── Extracted material

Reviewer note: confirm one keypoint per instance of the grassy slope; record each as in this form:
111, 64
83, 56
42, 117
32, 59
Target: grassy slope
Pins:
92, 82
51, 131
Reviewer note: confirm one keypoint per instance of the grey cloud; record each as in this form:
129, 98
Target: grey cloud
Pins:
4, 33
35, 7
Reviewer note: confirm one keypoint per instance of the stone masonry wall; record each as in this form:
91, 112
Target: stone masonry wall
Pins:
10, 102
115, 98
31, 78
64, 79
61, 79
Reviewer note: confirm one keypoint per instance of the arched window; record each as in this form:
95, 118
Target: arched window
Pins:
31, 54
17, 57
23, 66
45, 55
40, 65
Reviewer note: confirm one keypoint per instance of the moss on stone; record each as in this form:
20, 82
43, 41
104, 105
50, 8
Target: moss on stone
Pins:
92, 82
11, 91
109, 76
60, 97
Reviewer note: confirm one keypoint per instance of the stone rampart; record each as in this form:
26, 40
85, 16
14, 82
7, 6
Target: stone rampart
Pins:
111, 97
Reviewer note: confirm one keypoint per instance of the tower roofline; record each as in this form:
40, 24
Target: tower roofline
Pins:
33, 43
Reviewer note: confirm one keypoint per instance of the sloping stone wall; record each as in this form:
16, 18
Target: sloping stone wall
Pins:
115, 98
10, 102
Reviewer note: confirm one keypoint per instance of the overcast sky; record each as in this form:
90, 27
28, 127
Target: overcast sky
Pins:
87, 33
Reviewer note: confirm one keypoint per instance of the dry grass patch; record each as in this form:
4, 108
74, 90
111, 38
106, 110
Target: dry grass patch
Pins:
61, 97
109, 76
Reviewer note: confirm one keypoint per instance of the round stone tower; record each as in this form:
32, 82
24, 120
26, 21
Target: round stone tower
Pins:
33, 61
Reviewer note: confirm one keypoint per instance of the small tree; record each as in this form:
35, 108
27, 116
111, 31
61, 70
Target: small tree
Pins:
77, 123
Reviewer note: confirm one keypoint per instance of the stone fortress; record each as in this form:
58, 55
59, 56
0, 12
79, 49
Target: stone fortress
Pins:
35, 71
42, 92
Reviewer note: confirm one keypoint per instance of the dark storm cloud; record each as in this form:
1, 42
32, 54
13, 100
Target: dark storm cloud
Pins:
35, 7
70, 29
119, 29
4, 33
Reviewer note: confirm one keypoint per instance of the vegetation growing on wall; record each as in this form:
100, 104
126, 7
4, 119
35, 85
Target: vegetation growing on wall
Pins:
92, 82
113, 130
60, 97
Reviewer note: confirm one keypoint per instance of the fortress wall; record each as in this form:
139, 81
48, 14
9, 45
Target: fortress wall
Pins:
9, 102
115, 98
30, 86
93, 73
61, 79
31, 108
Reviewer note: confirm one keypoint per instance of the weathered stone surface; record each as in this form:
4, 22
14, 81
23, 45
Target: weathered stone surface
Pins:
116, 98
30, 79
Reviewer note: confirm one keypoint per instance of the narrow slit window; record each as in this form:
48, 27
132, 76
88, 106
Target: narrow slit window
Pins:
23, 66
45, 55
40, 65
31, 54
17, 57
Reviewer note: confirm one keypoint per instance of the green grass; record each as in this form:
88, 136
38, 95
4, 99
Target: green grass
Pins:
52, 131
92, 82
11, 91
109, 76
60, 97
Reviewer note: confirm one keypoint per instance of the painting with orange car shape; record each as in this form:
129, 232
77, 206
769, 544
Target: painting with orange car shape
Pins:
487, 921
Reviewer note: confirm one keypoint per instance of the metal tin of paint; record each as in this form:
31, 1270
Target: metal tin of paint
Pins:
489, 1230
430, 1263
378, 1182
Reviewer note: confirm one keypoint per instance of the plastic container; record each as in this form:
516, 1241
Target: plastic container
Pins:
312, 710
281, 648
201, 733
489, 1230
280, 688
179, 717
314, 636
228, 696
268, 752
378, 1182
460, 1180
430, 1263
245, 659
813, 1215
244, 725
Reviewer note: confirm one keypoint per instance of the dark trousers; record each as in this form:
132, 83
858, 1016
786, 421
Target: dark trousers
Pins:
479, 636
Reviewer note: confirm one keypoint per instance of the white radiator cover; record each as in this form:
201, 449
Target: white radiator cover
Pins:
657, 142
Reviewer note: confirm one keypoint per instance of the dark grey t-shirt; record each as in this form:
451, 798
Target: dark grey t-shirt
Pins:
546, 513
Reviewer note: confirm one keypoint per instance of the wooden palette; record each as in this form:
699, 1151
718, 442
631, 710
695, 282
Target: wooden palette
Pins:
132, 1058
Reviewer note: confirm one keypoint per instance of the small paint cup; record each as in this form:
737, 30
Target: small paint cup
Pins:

────

With nothing added or dropped, write out every entry.

Reply
Reviewer note: confirm one keypoint per instance of the grassy slope; record each as in this form:
111, 64
83, 56
42, 117
32, 59
Target: grassy slope
Pins:
92, 82
51, 131
Reviewer note: confirm one keypoint per instance of the grey cloud; record each as in this form:
129, 98
Target: grey cloud
Pins:
4, 33
35, 7
Reviewer note: confirm one keypoint per instance of the stone masonry wall; record each as in this form:
91, 112
Target: stone masonry wall
Pins:
10, 102
115, 98
31, 78
64, 79
61, 79
Reviewer note: confirm one keypoint per instance of the arched window; record each as in this form:
95, 118
Target: arched window
Pins:
31, 54
17, 57
23, 66
45, 55
40, 65
Reviewer note: confirm one keypoint per instance of the moss on stone; record each as in this form:
20, 82
43, 41
104, 105
50, 8
Target: moss on stone
Pins:
92, 82
11, 91
109, 76
60, 97
Reviewer note: confirm one keypoint per instance of the stone rampart; record each as in this form:
26, 40
85, 16
14, 82
7, 6
Target: stone rampart
Pins:
111, 97
Reviewer note: confirm one keypoint per instance of the tower roofline; record each as in this form:
40, 24
Target: tower roofline
Pins:
33, 43
Reviewer note: confirm one keypoint per instance of the sloping stone wall; record each as in this form:
16, 18
Target: sloping stone wall
Pins:
115, 98
10, 102
Reviewer note: confirm one keypoint per instance of the overcast sky; record each as in this form:
90, 27
28, 127
Target: overcast sky
Pins:
87, 33
Reviewer note: confirm one keypoint per instance of the dry grass patch; record each as in this form:
4, 108
74, 90
111, 38
106, 110
Target: dry grass patch
Pins:
61, 97
109, 76
Reviewer note: confirm one keypoint per instance of the round stone tower; record each as in this form:
32, 82
24, 120
26, 21
Target: round stone tower
Pins:
33, 61
Reviewer note: confirm one keypoint per instance of the small tree; record each as in this form:
35, 108
27, 116
111, 31
61, 70
Target: small tree
Pins:
77, 123
Reviewer note: confirm one keypoint per instance of the stone fortress; record each as in this form:
58, 55
59, 56
0, 12
79, 49
Target: stone fortress
Pins:
35, 71
42, 92
Reviewer note: confirm one keypoint per instance of the dark storm cloud; record each as in this form:
1, 42
32, 54
13, 100
Target: dark storm cloud
Pins:
35, 7
70, 29
119, 29
4, 33
Reviewer note: confirm one keypoint per instance of the vegetation growing on wall; record each as in this form:
100, 104
126, 7
4, 119
35, 85
Target: vegetation growing on wall
Pins:
92, 82
113, 130
60, 97
Reviewer note: confirm one keypoint per instance of the fortress wall; record each as in this form:
139, 81
48, 14
9, 45
Target: fortress wall
Pins:
9, 102
115, 98
30, 86
93, 73
61, 79
31, 108
Reviewer note: confirm one keypoint per instance of the weathered stone surface; record each as in this form:
4, 22
14, 81
23, 45
Target: weathered stone surface
Pins:
116, 98
30, 79
Reviewer note: confirm one keypoint per instance of the narrow slit window; record each as in this form:
48, 27
132, 76
88, 106
Target: narrow slit window
Pins:
23, 66
45, 55
40, 65
31, 54
17, 57
Reviewer note: confirm one keypoint per instance of the green grass; record each as in this form:
88, 136
38, 95
4, 99
Target: green grass
Pins:
52, 131
92, 82
11, 91
109, 76
60, 97
Reviewer note: confirm one keypoint per instance of the painting with orange car shape; record each as in this form:
129, 232
77, 206
769, 544
Target: painting with orange car shape
Pins:
487, 921
Reviewer note: confirm one keypoint per instance of the metal tin of paint; record each as in this form:
31, 1270
Target: metal tin of paint
Pins:
489, 1230
430, 1263
378, 1182
Reviewer note: confirm one keypoint per instance of the plastic container; record each as in this form:
516, 1241
Target: plastic container
Pins:
312, 710
281, 648
201, 733
489, 1230
280, 688
179, 717
314, 636
228, 696
268, 752
378, 1182
460, 1180
430, 1263
245, 659
813, 1215
244, 725
Reviewer note: confirm one keypoint per instance of the dark trousers; record each as in this form:
132, 83
858, 1016
786, 421
Target: dark trousers
Pins:
479, 636
Reviewer note: confirm one keypoint per instance of the white radiator cover; record each as in this form:
201, 449
Target: white radiator cover
Pins:
657, 142
Reviewer note: confirm one keypoint per instance of the dark grey t-shirt; record each as in this form:
451, 798
Target: dark grey t-shirt
Pins:
546, 513
Reviewer note: confirm one keypoint per instance of the wooden palette; record each as in this form:
699, 1151
718, 442
631, 710
695, 282
Target: wooden palette
Pins:
132, 1058
Reviewer note: confirm one keypoint per instance of the small paint cup; record each as in this form:
737, 30
Target: small paint cup
Pins:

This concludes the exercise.